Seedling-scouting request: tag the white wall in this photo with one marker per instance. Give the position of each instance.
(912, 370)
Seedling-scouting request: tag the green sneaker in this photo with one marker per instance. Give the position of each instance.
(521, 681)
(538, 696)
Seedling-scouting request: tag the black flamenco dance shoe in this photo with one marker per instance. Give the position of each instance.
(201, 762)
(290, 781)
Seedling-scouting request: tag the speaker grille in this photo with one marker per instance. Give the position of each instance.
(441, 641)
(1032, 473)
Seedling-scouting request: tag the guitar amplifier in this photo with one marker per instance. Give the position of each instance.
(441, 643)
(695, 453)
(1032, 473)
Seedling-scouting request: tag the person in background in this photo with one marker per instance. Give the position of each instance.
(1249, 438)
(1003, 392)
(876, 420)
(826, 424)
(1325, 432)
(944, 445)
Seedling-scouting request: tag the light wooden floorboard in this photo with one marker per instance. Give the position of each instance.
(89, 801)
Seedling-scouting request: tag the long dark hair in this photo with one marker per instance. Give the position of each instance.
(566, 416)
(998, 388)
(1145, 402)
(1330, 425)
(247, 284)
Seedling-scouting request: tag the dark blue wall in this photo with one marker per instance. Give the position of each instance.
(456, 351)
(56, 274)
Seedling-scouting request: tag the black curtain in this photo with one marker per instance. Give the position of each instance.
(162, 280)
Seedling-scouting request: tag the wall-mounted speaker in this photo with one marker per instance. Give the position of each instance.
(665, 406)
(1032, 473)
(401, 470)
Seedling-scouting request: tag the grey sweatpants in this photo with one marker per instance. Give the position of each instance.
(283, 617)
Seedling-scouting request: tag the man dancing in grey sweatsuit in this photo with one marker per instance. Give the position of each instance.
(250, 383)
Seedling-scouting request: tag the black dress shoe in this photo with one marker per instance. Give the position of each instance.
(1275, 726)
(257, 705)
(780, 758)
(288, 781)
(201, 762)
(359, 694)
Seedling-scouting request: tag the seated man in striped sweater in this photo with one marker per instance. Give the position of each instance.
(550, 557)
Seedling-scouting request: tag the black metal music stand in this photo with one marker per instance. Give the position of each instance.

---

Written exercise: Rewrite the lines above, swapping "marker" for "point" everywhere it occurs and leaving everything else unchanged.

Output for this task:
Seedling-scouting request: tag the white wall in this photo with one point per instance. Give the position of each instance.
(912, 370)
Seedling-scouting request: tag the green sneaker in this photo with one point per instance. Give the position of each instance.
(521, 681)
(538, 696)
Seedling-scouting request: tag the black flamenco dance shoe in this photo with one point per instance. Give the position of each instance.
(201, 762)
(290, 781)
Seedling-scouting request: tag the speaker grille in this photo with one point per instance. Give the position of each instance.
(441, 641)
(1032, 473)
Seedling-scouting request: tag the guitar amplifier in this photo with one point per instance. Give the position of each instance.
(441, 643)
(695, 453)
(1032, 473)
Seedling-scouting request: tag the person in background in this photo with one point per instance. Give the position of each instance.
(1249, 438)
(1003, 392)
(876, 420)
(826, 424)
(1325, 432)
(944, 445)
Seedling-scouting request: tag the light wooden floorboard in this photo with one point per instance. Give the position of each instance.
(89, 801)
Seedling-scouting request: tag the long dark hair in this photo with one point per instance. Give the position of each instance.
(566, 416)
(998, 388)
(1145, 402)
(1330, 425)
(247, 284)
Seedling-scouting request: tag the dark blue wall in this photo with one point per instance. Give the position of each instance.
(456, 351)
(56, 274)
Seedling-scouting request: tag the black curtain in this photo with one point per instance. Give the position of each instance.
(162, 280)
Seedling-scouting request: tag the wall-mounted speaker in this photo with one point per instance. Give the position of each instance.
(665, 406)
(1032, 473)
(401, 470)
Seedling-scouting request: tag the grey sweatpants in this photo with one point per instance. Give the position of each instance.
(283, 617)
Seedling-scouting request: tag the man dancing in grey sweatsuit in this photo with one point per instance. Give the position of each instance.
(250, 383)
Seedling-scouting request: tag the black dress shoe in this photo with one point per instance. Give the position of each instance.
(1275, 726)
(257, 705)
(780, 758)
(288, 781)
(201, 762)
(359, 694)
Seedling-scouting request: tag the seated man in striped sweater in this photo with one point per instance. Give the position of each instance.
(550, 557)
Seedling-scouting request: tag the black metal music stand in this photo with one point per instance. Give the position of each instance.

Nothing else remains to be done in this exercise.